**Stored items**

────────────────────

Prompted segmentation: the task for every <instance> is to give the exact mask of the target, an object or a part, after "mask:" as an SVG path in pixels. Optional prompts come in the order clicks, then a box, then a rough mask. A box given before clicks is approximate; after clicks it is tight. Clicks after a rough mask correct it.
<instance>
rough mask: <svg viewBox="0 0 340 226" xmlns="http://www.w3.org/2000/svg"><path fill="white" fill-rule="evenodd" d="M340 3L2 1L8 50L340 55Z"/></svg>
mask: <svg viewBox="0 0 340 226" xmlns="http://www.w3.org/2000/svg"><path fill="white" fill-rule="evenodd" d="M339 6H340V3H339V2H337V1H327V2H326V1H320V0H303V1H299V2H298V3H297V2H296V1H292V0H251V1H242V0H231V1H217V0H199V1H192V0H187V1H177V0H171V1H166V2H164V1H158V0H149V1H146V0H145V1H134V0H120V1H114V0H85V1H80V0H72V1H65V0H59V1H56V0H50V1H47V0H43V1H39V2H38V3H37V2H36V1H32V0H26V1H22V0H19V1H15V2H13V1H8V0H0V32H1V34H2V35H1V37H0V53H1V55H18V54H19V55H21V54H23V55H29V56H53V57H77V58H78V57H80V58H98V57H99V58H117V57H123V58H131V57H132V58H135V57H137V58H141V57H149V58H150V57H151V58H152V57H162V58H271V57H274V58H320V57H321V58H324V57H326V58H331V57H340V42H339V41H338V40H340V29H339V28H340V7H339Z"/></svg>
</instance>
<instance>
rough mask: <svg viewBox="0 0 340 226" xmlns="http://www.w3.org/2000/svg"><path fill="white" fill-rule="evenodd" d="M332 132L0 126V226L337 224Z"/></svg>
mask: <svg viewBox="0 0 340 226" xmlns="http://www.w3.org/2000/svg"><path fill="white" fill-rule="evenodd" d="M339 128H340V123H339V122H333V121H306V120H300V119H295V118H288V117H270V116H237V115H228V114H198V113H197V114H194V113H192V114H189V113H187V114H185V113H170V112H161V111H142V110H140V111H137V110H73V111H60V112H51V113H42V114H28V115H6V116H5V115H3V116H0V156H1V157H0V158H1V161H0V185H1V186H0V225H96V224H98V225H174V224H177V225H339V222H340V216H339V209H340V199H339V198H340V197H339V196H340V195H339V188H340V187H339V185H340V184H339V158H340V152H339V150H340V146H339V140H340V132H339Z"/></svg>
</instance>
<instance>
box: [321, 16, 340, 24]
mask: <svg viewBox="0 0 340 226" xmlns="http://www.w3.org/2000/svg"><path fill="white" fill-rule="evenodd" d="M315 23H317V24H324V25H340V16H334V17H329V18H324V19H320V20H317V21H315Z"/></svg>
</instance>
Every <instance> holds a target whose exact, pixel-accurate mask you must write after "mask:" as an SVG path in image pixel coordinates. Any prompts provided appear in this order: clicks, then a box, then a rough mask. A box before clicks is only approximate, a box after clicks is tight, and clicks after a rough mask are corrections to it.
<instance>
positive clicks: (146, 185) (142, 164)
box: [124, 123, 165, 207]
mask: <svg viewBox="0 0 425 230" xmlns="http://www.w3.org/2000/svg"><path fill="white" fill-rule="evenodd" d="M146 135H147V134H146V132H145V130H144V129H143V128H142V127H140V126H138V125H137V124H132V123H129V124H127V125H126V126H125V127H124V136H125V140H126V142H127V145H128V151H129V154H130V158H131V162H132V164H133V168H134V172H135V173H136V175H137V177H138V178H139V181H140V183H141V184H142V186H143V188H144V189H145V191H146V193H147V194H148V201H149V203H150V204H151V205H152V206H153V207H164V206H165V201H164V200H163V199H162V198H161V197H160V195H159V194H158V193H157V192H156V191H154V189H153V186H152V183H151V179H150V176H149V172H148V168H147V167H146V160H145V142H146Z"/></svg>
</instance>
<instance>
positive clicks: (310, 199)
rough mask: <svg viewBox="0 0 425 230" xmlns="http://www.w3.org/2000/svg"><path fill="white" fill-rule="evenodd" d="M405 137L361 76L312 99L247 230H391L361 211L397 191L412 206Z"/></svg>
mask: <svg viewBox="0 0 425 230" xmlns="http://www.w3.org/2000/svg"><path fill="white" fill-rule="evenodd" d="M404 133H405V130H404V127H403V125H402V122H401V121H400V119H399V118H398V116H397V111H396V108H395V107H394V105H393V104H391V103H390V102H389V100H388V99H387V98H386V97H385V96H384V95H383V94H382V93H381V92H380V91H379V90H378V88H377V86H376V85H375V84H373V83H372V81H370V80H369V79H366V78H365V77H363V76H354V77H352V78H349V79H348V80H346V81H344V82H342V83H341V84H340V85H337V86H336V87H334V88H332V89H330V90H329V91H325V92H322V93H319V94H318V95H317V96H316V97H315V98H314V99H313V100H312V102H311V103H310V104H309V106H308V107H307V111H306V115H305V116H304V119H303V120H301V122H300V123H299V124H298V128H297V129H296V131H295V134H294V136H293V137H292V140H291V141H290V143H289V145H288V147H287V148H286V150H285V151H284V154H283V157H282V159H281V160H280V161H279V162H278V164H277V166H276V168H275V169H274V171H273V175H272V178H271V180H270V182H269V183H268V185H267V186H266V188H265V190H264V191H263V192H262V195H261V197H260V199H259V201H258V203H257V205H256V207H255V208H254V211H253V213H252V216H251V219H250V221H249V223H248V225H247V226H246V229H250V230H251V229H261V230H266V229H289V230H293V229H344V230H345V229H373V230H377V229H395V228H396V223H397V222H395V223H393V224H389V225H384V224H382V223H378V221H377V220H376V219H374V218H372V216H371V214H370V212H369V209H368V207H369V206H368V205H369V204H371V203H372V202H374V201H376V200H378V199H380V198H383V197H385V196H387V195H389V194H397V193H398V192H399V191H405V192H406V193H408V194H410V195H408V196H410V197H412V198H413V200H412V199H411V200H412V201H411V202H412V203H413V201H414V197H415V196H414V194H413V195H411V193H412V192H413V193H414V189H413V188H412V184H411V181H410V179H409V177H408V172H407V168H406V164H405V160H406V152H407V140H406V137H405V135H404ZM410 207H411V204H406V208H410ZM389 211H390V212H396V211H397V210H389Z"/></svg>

────────────────────

**TASK STATEMENT**
Scan the data above for the word "after". Copy every line in which it is found.

**SOLUTION FOR THIS PROBLEM**
Prompted segmentation: the task for every <instance> is to give the exact mask of the target, an object or a part, after "mask:" as an SVG path in pixels. Optional prompts come in the order clicks, then a box, then a rough mask. A box given before clicks is approximate; after clicks it is tight. Clicks after a rough mask correct it.
Every <instance> holds a target whose exact, pixel-accurate mask you must write after "mask:" as an SVG path in image pixel coordinates. Any prompts provided appear in this order: clicks, then a box, then a rough mask. A box before clicks is only approximate, a box after clicks is tight, and clicks after a rough mask are corrections to it.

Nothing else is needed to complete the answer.